▸ **Exercise text**:
Have monetary scientists  solved the mysteries of alchemy? While the ancient alchemists sought (and failed) to turn lead into gold—the currency of the day—their modern counterparts have done something far more incredible: creating money from debt. But just as King Midas’ touch proved less a blessing than a curse, so too is this modern marvel.

At first glance, our fractional reserve banking system overseen by the Federal Reserve (the Fed) seems ingenious and perhaps even avant-garde. In short, the system allows financial institutions to lend out more money than they have on hand, so that borrowing money miraculously becomes a creative act. As the Fed loans money to the Treasury, the money is created out of thin air. Likewise, as a bank loans money to an individual—in the form of a mortgage, on a credit card, or any other debt instrument—the money is created out of thin air.

This Midas Complex has a mien of prosperity about it, like the multiplication of the loaves and fishes. It seems to be a win-win scenario. Afterall, aren’t we better off with more money? And what could be an easier way to create it than by taking on debt? Money can be created with no effort.

If only the story ended there.

Despite the robust growth at the end of 2020, economic forecasts have turned decidedly bleaker. The White House is correctly predicting shortages for the end of the year, especially in consumer goods. Meanwhile, industrial production has fallen and is no higher than it was four years ago. The economy is expected to have barely grown in the third quarter of this year.

Meanwhile, prices are surging and, contrary to what the White House says, that is not “a good thing.” These widespread price increases are called inflation, and it is the hallmark of the Midas Complex—the transmutation of debt into new money. Far from making the country more prosperous, this flood of money is a harbinger of economic malaise.

▸ **Exercise A**:
In the essay on money creation, edit everything from "Have monetary scientists" down to "instrument—the money is created out of thin air.", changing "thin air" to "nothing".
▸ **Exercise B**:
Turn the paragraph of the essay on money creation that begins "Despite the robust growth" into a short bulleted list that keeps its main facts.

▸ **Extracted records**:

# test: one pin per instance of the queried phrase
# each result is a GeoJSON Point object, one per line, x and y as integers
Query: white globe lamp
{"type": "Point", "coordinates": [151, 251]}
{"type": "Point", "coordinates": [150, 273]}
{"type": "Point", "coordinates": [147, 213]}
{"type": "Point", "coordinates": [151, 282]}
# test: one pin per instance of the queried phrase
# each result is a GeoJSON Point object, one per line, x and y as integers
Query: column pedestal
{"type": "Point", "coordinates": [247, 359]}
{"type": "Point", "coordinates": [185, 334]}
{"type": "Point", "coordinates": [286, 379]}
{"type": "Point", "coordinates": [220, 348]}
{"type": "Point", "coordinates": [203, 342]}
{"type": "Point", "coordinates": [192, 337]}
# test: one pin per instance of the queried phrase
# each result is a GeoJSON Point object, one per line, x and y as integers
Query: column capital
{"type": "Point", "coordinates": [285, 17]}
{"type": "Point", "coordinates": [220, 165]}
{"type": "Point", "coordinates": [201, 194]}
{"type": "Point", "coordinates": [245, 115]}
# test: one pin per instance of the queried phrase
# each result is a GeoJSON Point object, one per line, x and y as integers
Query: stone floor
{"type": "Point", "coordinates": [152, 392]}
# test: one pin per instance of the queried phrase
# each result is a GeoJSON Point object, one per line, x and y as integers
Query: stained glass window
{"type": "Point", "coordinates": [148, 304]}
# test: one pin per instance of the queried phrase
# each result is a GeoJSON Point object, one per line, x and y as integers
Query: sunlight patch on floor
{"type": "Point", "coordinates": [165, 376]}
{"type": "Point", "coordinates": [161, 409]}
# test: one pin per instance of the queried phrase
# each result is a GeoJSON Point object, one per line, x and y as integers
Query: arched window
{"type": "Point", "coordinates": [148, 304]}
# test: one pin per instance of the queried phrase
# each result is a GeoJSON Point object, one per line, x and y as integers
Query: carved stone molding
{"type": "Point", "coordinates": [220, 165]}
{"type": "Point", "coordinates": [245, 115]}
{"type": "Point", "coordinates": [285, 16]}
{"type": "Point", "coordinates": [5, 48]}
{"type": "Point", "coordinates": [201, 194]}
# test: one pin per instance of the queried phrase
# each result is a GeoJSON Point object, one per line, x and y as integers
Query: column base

▸ **Exercise solution A**:
Have monetary scientists  solved the mysteries of alchemy? While the ancient alchemists sought (and failed) to turn lead into gold—the currency of the day—their modern counterparts have done something far more incredible: creating money from debt. But just as King Midas’ touch proved less a blessing than a curse, so too is this modern marvel.

At first glance, our fractional reserve banking system overseen by the Federal Reserve (the Fed) seems ingenious and perhaps even avant-garde. In short, the system allows financial institutions to lend out more money than they have on hand, so that borrowing money miraculously becomes a creative act. As the Fed loans money to the Treasury, the money is created out of nothing. Likewise, as a bank loans money to an individual—in the form of a mortgage, on a credit card, or any other debt instrument—the money is created out of nothing.

▸ **Exercise solution B**:
- Economic forecasts have grown bleaker despite robust growth at the end of 2020.
- The White House predicts shortages for the end of the year, especially in consumer goods.
- Industrial production has fallen and is no higher than four years ago.
- The economy is expected to have barely grown in the third quarter.